§ **EXERCISE AIM**: Transcribe exactly the line in which "Crowdworker instructions — please locate every distant" occurs, plus every line that comes after it up to the end of the entries.

§ **GIVEN DATA**:

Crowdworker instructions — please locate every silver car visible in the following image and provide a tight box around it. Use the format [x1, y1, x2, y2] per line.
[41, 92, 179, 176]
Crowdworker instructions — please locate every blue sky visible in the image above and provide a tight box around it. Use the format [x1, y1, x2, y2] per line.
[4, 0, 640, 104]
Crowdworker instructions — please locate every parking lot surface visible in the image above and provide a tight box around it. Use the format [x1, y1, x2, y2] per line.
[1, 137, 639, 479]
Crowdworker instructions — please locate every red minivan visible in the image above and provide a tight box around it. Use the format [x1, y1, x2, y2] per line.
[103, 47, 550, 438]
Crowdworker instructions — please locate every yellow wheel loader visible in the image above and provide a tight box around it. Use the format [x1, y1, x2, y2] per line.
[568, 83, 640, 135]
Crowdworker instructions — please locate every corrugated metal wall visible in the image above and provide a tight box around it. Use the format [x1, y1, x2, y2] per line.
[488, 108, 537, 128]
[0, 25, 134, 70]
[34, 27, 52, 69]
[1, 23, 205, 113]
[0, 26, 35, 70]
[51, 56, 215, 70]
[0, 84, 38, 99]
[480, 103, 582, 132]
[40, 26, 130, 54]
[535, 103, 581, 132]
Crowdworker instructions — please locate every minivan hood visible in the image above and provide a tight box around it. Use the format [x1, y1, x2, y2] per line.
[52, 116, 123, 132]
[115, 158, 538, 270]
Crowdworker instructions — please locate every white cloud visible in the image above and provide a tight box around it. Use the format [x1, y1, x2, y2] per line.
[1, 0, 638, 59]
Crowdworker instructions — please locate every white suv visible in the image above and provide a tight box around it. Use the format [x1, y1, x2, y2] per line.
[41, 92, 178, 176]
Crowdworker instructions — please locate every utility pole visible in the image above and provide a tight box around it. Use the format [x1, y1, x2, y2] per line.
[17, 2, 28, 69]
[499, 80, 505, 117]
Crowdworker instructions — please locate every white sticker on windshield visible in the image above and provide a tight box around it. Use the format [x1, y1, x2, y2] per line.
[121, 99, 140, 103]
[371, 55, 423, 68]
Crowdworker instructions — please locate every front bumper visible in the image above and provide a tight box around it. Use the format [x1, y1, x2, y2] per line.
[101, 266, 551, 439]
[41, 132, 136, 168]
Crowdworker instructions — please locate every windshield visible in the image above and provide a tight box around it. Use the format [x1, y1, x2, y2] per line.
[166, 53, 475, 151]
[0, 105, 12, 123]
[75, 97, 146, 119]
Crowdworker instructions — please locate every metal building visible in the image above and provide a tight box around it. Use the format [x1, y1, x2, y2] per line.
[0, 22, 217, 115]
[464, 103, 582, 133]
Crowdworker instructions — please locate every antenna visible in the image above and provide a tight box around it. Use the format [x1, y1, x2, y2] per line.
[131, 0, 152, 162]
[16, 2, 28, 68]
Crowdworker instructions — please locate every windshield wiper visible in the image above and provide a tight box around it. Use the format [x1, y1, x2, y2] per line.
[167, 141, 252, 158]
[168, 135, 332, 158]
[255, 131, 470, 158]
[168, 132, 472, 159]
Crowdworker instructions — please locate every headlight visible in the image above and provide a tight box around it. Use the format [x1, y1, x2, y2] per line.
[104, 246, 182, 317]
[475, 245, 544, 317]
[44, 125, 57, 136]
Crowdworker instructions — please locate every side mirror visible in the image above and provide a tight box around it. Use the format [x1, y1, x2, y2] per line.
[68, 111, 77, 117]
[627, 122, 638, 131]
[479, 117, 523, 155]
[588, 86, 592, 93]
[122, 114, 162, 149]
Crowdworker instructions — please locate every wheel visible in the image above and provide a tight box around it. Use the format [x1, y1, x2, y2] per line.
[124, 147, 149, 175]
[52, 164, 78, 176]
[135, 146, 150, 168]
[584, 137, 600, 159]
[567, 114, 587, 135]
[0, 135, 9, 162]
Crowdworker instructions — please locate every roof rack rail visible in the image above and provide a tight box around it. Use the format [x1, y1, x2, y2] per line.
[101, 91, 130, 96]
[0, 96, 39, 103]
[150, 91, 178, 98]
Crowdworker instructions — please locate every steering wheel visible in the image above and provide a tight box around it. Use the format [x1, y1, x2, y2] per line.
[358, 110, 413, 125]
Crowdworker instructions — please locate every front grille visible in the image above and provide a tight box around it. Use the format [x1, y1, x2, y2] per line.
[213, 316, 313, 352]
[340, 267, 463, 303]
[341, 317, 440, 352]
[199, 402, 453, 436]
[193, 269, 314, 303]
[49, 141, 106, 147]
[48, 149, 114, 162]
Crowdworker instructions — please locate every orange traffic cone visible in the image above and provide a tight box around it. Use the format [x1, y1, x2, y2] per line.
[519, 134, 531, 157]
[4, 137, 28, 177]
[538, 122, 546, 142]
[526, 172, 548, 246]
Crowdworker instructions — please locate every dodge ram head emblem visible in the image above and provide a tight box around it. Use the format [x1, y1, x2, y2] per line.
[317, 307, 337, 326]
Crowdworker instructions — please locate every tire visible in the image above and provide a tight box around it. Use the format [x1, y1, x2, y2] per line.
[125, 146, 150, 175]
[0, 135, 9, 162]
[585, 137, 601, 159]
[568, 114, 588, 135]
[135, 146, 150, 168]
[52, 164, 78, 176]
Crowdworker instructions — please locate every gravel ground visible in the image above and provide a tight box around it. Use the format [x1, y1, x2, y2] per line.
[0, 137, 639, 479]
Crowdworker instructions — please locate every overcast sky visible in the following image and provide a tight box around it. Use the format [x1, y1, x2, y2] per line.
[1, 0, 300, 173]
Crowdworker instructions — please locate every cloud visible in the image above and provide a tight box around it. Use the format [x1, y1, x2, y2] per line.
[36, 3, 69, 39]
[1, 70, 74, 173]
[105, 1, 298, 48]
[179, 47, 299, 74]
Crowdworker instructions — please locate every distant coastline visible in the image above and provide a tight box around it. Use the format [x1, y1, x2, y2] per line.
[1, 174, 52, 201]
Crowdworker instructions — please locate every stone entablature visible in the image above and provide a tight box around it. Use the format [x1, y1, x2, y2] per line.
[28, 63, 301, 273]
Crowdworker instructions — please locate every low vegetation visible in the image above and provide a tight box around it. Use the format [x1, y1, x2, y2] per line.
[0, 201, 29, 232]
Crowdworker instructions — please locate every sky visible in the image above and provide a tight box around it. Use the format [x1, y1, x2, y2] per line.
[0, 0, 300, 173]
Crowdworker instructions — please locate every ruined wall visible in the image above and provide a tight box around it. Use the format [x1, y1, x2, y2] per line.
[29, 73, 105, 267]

§ **RESPONSE TO THIS TASK**:
Crowdworker instructions — please locate every distant coastline visible in the image above and provide a tight box around it. Use the format [x1, y1, x2, y2] per line.
[1, 174, 52, 201]
Crowdworker instructions — please locate every stone entablature visible in the image above and provide a tight box around it. Use the format [x1, y1, x2, y2] per line.
[28, 63, 301, 273]
Crowdworker instructions — please locate every low vegetation visible in the image above and provide a tight box around it. Use the format [x1, y1, x2, y2] per line.
[0, 201, 29, 232]
Crowdworker instructions — please locate every sky visible in the image above and provide a tight box around it. Use the format [x1, y1, x2, y2] per line.
[0, 0, 300, 173]
Crowdworker instructions — please locate every ruined wall visible in the image above and provide a tight box around it. Use the format [x1, y1, x2, y2] per line.
[29, 73, 105, 267]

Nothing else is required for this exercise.